===== PROVIDED RECORDS =====

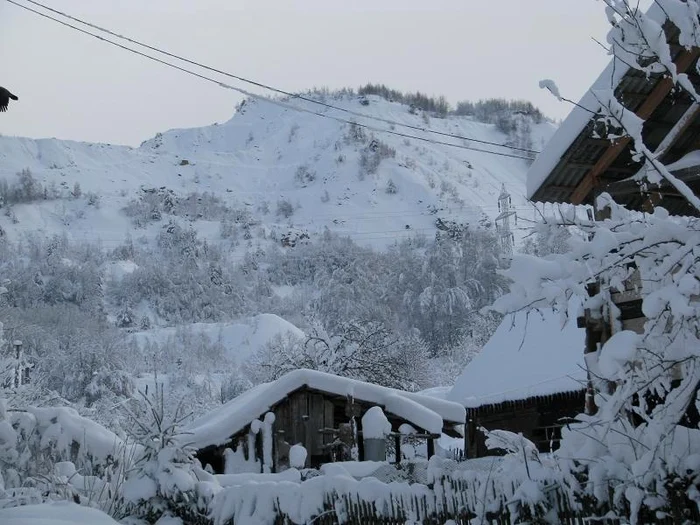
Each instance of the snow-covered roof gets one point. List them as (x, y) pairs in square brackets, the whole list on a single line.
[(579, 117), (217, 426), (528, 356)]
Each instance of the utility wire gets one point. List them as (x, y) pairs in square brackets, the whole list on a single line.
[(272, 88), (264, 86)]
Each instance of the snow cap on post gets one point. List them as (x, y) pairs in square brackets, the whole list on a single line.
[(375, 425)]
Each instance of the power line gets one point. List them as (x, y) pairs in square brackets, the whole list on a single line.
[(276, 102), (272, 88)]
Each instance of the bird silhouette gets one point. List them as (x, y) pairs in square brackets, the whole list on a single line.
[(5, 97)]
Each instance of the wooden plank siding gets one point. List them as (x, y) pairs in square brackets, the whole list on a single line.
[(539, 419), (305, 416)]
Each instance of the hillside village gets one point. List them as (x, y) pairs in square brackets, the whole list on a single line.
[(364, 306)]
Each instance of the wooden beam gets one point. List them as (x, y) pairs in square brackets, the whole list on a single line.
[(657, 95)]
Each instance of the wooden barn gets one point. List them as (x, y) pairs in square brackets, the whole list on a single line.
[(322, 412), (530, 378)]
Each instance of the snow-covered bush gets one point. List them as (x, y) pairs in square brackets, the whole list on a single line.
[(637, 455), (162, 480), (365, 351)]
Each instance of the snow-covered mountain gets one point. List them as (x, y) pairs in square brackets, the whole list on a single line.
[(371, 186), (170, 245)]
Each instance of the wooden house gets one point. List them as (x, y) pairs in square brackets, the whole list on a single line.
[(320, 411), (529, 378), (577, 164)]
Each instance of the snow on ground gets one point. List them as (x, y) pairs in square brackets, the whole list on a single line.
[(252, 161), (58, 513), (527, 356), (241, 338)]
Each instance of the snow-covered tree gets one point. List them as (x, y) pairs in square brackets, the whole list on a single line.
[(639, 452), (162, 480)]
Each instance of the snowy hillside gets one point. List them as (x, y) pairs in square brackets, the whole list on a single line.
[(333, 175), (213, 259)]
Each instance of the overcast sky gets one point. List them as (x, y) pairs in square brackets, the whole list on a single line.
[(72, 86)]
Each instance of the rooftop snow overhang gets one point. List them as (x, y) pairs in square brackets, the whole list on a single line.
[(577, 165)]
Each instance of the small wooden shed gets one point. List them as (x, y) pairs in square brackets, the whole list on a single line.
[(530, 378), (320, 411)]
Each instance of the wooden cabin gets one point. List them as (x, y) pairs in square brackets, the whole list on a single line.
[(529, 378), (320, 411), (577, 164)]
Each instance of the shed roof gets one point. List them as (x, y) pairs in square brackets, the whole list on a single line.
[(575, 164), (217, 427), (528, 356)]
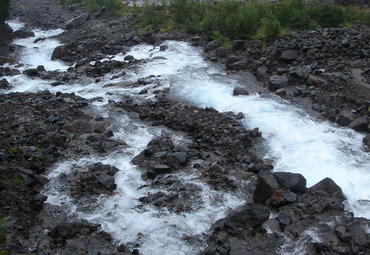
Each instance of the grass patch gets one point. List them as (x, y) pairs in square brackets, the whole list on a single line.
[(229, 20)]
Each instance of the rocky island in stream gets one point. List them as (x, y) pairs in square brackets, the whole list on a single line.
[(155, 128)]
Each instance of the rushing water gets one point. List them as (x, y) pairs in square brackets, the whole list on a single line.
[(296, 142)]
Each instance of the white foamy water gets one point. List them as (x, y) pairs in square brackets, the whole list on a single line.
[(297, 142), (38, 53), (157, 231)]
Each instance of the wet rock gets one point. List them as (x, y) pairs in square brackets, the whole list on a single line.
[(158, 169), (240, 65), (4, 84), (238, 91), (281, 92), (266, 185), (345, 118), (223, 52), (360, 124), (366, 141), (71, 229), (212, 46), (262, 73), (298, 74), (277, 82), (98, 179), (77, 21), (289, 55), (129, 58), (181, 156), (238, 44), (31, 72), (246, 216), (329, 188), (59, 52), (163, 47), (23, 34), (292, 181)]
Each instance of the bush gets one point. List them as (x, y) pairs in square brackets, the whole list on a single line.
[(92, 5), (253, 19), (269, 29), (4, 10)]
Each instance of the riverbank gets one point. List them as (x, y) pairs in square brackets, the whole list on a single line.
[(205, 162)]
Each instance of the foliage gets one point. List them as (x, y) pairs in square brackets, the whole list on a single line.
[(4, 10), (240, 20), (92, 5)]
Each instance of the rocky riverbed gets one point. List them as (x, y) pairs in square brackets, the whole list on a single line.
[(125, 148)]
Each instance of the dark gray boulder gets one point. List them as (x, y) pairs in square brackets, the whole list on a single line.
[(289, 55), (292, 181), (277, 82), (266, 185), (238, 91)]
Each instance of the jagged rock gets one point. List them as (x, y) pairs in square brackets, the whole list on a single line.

=====

Please repeat every item above word for word, leaving out the pictures.

** EXPECTED ANSWER **
Each instance of the snow-covered roof gets one point. List them as (x, y) pairs in square brackets, the whole list on a single line.
[(579, 117), (217, 426), (528, 356)]
Each instance of the utility wire gets one point. List them as (x, y) pairs in square brackets, the whole list on a single line.
[(272, 88), (264, 86)]
Each instance of the snow cap on post gets one point. List them as (x, y) pairs in square brackets, the whole list on a single line.
[(375, 425)]
Each instance of the power line gets one point. List them as (x, y) pairs in square brackets, the whole list on a single line.
[(276, 102), (272, 88)]
Each instance of the bird silhouette gets one point. List them as (x, y) pairs in square brackets, the whole list on a single line.
[(5, 97)]
Each instance of the wooden plank siding gets one point. List them as (x, y) pairs in square brackets, the whole list on a single line.
[(539, 419), (305, 416)]
Each instance of the hillside village gets one point. List them as (x, y) pairs in square brackets, the whole list on a single line.
[(364, 306)]
Each instance of the wooden beam gets one point. List them as (x, y) pairs in square brackets, the whole list on a single line.
[(657, 95)]
Each instance of the wooden barn gets one point. List them as (x, y) pairs in square brackets, the whole list on a single line.
[(322, 412), (530, 378)]
Each instance of the snow-covered bush gets one point. List them as (x, y) pairs in square brackets, the whole list on a single line.
[(637, 455), (162, 480), (365, 351)]
Each instance of the snow-covered mountain gets one point. List them as (x, y) pairs in square brackets, the whole list on a single line.
[(371, 186), (170, 245)]
Each instance of the wooden house gets one point. List them as (x, y) pairs in square brackets, the whole list on a single line.
[(320, 411), (529, 378), (577, 164)]
Each instance of the snow on ground gets one point. List them as (x, y) pairs in square brackets, the whole list on a single line.
[(252, 161), (58, 513), (527, 356), (241, 338)]
Each instance of the snow-covered tree gets one point. List them as (x, y) pairs in square brackets, the whole list on a single line.
[(639, 452), (162, 480)]
Each instance of the snowy hillside gets one point. List them as (x, y) pairs in square brackets, the whole list on a single line.
[(333, 175), (213, 259)]
Each instance of the overcast sky gets one point. List them as (x, y) pairs in square brackets, the whole list on a single line.
[(72, 86)]
Each instance of the rooftop snow overhang gets one point. List them as (x, y) pairs in square brackets, the whole list on a single line.
[(577, 165)]
Each instance of the small wooden shed gets one point. List them as (x, y) pairs in square brackets, the whole list on a single line.
[(530, 378), (320, 411)]
Each instance of the wooden cabin gets one point. List them as (x, y) pairs in square brackets, the whole list on a single line.
[(529, 378), (320, 411), (577, 164)]
Each instance of the shed roof gets one point. List them as (x, y) pairs in square brackets, the whole list on a single line.
[(575, 164), (217, 427), (528, 356)]
Each instance of the grass patch gets one point. List them as (x, y) pairs in square brackets, the whole list on a single line.
[(229, 20)]
Each instance of the rocky island in stream gets one point. List them as (x, y) pairs in square brackets, the whole list on a single line.
[(155, 128)]
Each instance of the rushing water gets one point. List them as (x, y) pairs in square brackets, the whole list on a single line.
[(296, 142)]
Each instance of the white foamy water gets one point. List them as (x, y) pairs in square brackets, the whole list on a single line.
[(297, 142), (38, 53), (157, 231)]
Each instance of the wet rock gets one point. List them as (x, y) pairs in square brackets, the whole list on a single line.
[(158, 169), (240, 65), (4, 84), (238, 91), (281, 92), (266, 185), (345, 118), (223, 52), (360, 124), (366, 141), (71, 229), (212, 46), (262, 73), (298, 74), (277, 82), (98, 179), (77, 21), (289, 55), (129, 58), (181, 156), (238, 44), (31, 72), (246, 216), (329, 188), (59, 52), (163, 47), (23, 34), (292, 181)]
Each instance of the bush gets one point. List them as (x, y) pairs in square brackets, the whole list on a single line.
[(92, 5), (253, 19), (269, 29), (4, 10)]
Each instance of the riverbank gets one point. List them as (x, y) pairs in square brackets, the whole list on a single line.
[(205, 162)]
Each instance of the foliage gets one point. List them as (x, y) pairs in square brackets, the whole list on a single line.
[(4, 10), (240, 20), (92, 5)]
Each instance of the rocky riverbed gets one point. List them as (x, y) pairs in square brackets, the whole list on a single line.
[(125, 148)]
Each instance of the dark gray boulder gets one point. List them as (x, y) pairs in square brackets, the whole list on a single line.
[(289, 55), (292, 181), (277, 82), (266, 185), (238, 91)]
Each instance of the jagged rock gets one point. List them as (x, y) pairs in square brackets, the whole list on a single line.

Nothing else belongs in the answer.